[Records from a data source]
○ ○ ○ ○ ○ ○ ○
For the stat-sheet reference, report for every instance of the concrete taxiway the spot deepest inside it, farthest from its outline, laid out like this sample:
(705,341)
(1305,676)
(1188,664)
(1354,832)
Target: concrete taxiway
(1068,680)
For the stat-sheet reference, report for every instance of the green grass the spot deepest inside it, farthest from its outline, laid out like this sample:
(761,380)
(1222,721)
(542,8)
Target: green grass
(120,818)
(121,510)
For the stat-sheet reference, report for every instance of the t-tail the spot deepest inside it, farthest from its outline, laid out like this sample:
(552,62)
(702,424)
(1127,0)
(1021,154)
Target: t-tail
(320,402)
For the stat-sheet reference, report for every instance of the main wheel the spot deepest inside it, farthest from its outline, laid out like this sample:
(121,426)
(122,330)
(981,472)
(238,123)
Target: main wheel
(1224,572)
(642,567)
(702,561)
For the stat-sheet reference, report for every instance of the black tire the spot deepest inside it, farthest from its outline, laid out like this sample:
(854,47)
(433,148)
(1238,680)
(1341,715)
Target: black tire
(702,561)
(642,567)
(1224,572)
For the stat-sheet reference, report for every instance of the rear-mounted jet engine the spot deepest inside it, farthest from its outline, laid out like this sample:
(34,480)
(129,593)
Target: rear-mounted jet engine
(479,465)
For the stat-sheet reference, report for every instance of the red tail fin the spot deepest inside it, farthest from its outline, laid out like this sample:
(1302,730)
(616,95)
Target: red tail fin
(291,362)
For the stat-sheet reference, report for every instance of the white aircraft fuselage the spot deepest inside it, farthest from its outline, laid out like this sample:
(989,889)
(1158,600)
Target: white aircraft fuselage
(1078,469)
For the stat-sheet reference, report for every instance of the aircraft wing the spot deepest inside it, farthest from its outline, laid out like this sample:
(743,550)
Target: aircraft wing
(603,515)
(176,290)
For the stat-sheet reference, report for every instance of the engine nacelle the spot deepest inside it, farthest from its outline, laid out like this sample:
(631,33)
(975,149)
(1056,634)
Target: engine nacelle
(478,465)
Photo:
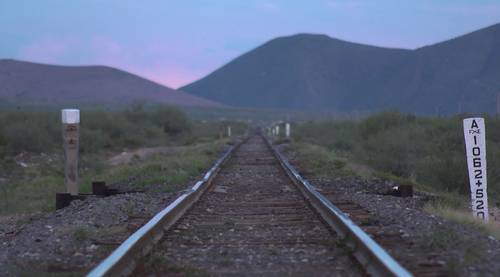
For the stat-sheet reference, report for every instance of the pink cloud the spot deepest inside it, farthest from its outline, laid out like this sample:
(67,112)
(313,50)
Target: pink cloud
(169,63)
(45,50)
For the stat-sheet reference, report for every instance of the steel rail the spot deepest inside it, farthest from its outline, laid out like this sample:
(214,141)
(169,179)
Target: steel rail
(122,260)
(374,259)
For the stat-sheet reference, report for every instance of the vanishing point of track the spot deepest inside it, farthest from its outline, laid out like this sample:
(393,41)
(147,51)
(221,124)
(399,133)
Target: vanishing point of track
○ ○ ○ ○ ○ ○ ○
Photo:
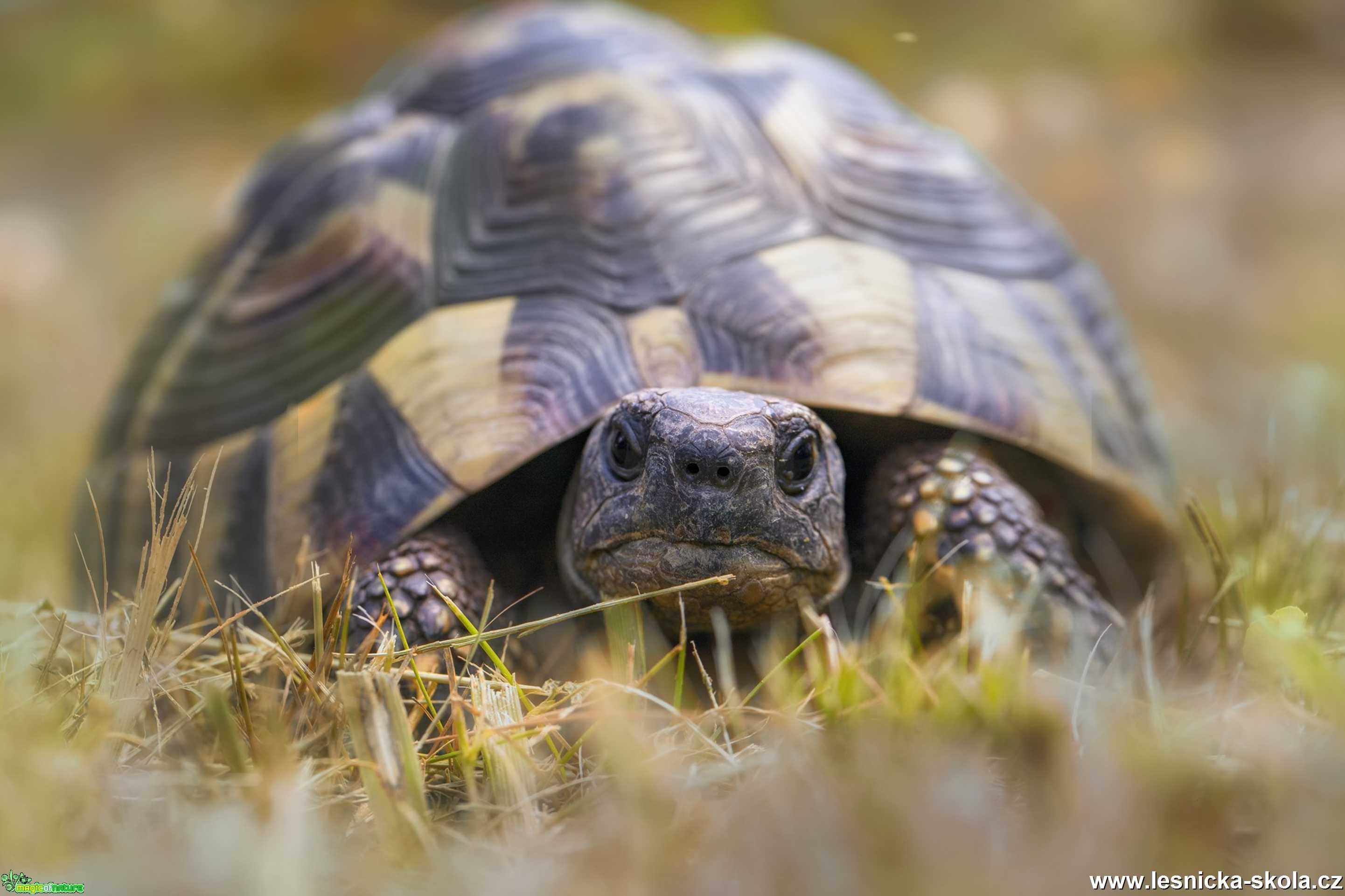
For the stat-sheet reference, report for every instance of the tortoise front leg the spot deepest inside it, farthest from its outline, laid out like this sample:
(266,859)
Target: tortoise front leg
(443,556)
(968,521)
○ ○ ○ ○ ○ ○ ○
▶ _Try it_
Which lines in the data above contain "vanishing"? Show each one.

▶ _Written answer_
For the stat-sheet reference, report for every instance of the vanishing point of track the spot deepest inside it, farthest from its outline, laid out like this sample:
Target: vanishing point of track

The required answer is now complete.